(Task objective): Reproduce the material below line for line, leaving out the pictures.
** start Supplied records **
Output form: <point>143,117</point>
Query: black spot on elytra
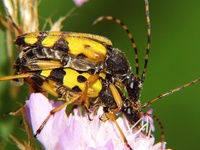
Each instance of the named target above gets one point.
<point>81,79</point>
<point>77,89</point>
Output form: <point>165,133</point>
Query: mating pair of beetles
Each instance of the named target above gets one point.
<point>84,69</point>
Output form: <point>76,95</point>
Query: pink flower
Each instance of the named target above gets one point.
<point>79,3</point>
<point>78,133</point>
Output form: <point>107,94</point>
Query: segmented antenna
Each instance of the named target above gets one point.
<point>148,40</point>
<point>110,18</point>
<point>170,92</point>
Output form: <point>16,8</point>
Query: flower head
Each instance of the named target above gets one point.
<point>76,131</point>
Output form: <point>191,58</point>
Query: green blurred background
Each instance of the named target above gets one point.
<point>173,61</point>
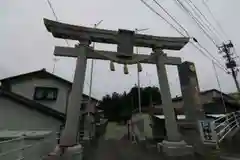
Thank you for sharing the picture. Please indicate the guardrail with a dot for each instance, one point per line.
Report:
(20, 148)
(224, 125)
(214, 131)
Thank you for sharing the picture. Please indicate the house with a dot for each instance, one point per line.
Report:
(215, 104)
(213, 101)
(35, 101)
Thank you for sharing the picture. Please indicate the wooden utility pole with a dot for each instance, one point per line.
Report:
(230, 61)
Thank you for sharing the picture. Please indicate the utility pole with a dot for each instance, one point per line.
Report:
(230, 61)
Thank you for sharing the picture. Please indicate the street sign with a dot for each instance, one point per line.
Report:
(207, 131)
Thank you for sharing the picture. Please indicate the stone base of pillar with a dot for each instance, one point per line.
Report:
(175, 149)
(68, 153)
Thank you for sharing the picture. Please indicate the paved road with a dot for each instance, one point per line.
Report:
(120, 150)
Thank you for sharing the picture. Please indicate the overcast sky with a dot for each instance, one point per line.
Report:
(27, 46)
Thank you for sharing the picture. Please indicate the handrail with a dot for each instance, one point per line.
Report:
(230, 121)
(12, 140)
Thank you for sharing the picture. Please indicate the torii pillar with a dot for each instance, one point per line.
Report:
(126, 40)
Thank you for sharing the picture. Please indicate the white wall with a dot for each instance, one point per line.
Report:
(26, 88)
(14, 116)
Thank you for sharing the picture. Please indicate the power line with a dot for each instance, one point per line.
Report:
(199, 24)
(174, 19)
(216, 21)
(201, 51)
(207, 54)
(158, 14)
(56, 17)
(209, 25)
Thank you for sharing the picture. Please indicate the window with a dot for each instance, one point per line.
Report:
(45, 93)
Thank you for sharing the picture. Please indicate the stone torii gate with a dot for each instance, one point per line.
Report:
(125, 40)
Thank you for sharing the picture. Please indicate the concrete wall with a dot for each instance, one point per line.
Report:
(14, 116)
(206, 98)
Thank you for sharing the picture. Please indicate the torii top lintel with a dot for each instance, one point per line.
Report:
(80, 33)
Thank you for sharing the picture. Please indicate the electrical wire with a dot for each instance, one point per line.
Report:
(158, 14)
(213, 17)
(174, 19)
(200, 14)
(201, 51)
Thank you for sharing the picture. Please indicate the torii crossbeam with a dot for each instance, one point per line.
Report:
(125, 40)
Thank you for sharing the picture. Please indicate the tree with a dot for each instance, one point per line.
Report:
(119, 107)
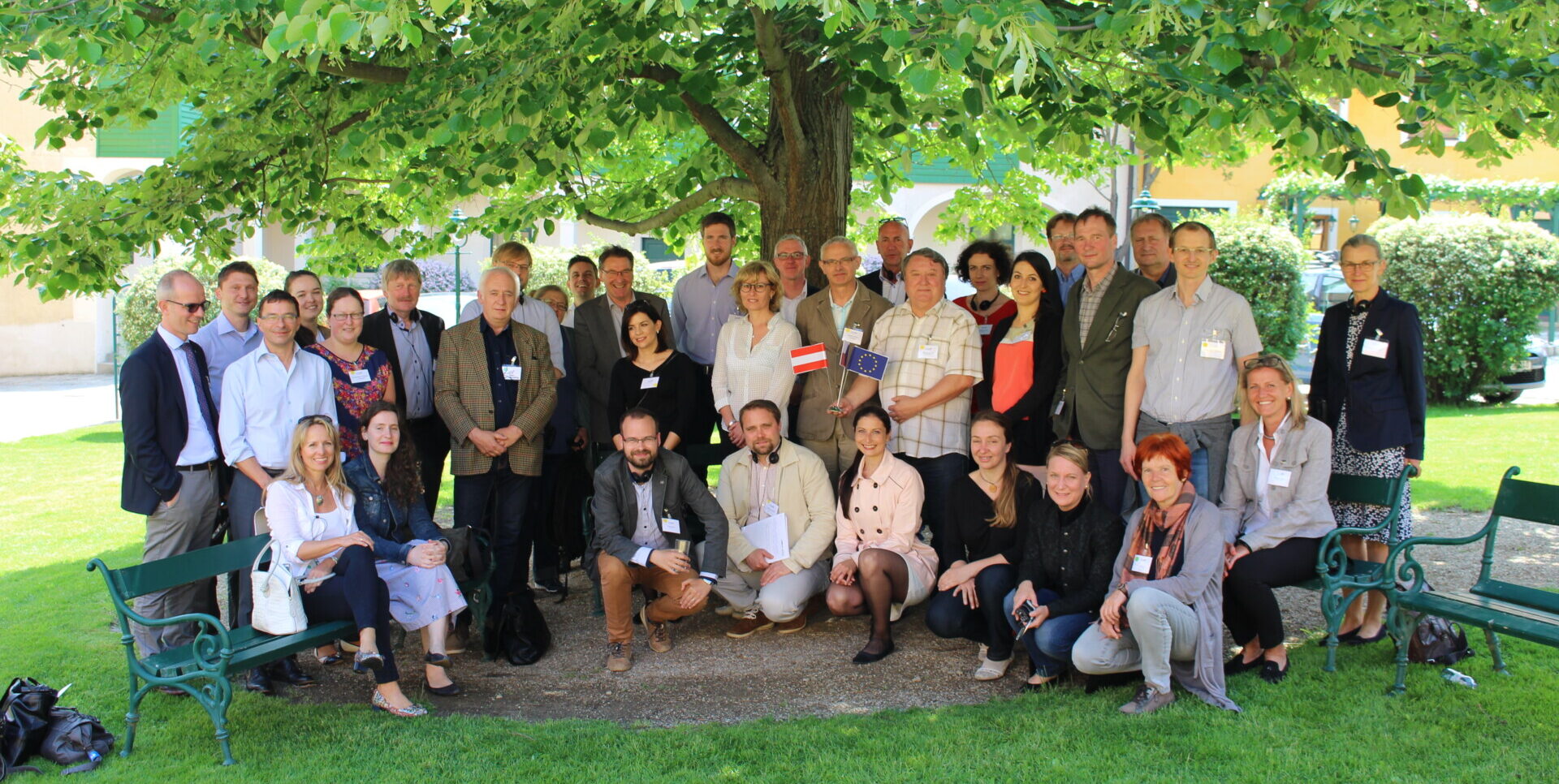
** end Supplied records **
(Exercise answer):
Output form: <point>143,117</point>
Query: black spot on elytra
Each instance of the named target above gets one point.
<point>81,79</point>
<point>77,89</point>
Output form: <point>165,133</point>
Query: mating pair of beetles
Each instance of the named target above gets one point.
<point>84,69</point>
Output form: <point>76,95</point>
Query: pink flower
Each instance of the named target above gets one point.
<point>79,3</point>
<point>78,133</point>
Output form: <point>107,94</point>
Query: segmented antenna
Each instance of the named target above gets one point.
<point>148,40</point>
<point>110,18</point>
<point>170,92</point>
Output form: <point>16,8</point>
Query: flower head
Each instance of the named target above gets one point.
<point>76,131</point>
Output form: <point>191,58</point>
Query: green blurred background
Each instance of the named target above gets one point.
<point>173,61</point>
Thank you for sharing the picture. Please indicate the guardrail with a dot for each instance, one point per line.
Report:
(20, 148)
(224, 125)
(214, 131)
Thank you for sharing the picture. Please indicate the house with a dot for each instance, one point per line.
Report:
(215, 104)
(213, 101)
(35, 101)
Thank you for sharing the picture. Please indicate the wooden utility pole with a dot for each instance, one point per line.
Report:
(230, 61)
Thank you for sharing the picture. Please indicate the utility pole with a dot for each instance, one point per line.
Report:
(230, 61)
Thank you for sharing the picture. Please indicate the street sign with a dot for each instance, one point per line.
Report:
(207, 131)
Thank you for sharing the picture. Please indicate the stone base of pillar with a dot for each instance, one point per line.
Report:
(175, 149)
(68, 153)
Thank you for sharing the picture. Please indicate the paved road with a dot for each instance, one point per line.
Report:
(120, 150)
Thank you for sharing the picture. Please indicate the overcast sky with a dot for each instance, one point per line.
Report:
(27, 46)
Thank you for sharing the picture. Please indicate the handrail with a dot for each instance, one point per line.
Report:
(230, 121)
(12, 140)
Thank you for sharing the picture. Please indicate the torii pillar with a dot for each instance, one point per line.
Report:
(126, 40)
Thank you for sharing the picture. Please indicate the white wall with a dot for each instance, one point per line.
Report:
(26, 88)
(14, 116)
Thank you for sharing the picture. Please indicate the power line with a dot for each instance, one point per line.
Report:
(199, 24)
(174, 19)
(216, 21)
(201, 51)
(207, 54)
(158, 14)
(56, 17)
(209, 25)
Thank you for sharing the picture. Please indicate the window with a dot for each instance, one point per line.
Report:
(45, 93)
Thank you for sharing the picture. Please indicate the stone torii gate with a dot for each instance, one point per line.
Report:
(125, 40)
Thank you for sharing the picture. Please indicate the concrete wall with a dot for each instance, one point per line.
Report:
(14, 116)
(206, 98)
Thank you for sharing the picture. Please indicate the torii top lintel with a dot for each instance, one point per line.
Report:
(80, 33)
Thank you for sharing the picture. Please indicate the electrical wire with a dot for each instance, one point per line.
Report:
(158, 14)
(213, 17)
(174, 19)
(200, 14)
(201, 51)
Thank you for sharing the picture. Please indicate the torii crossbeam with a dot for each instance, one point per line.
Report:
(125, 40)
Thank you for sharing the picture. Please indicate the tree with a dot for each instance, one point per line.
Report:
(119, 107)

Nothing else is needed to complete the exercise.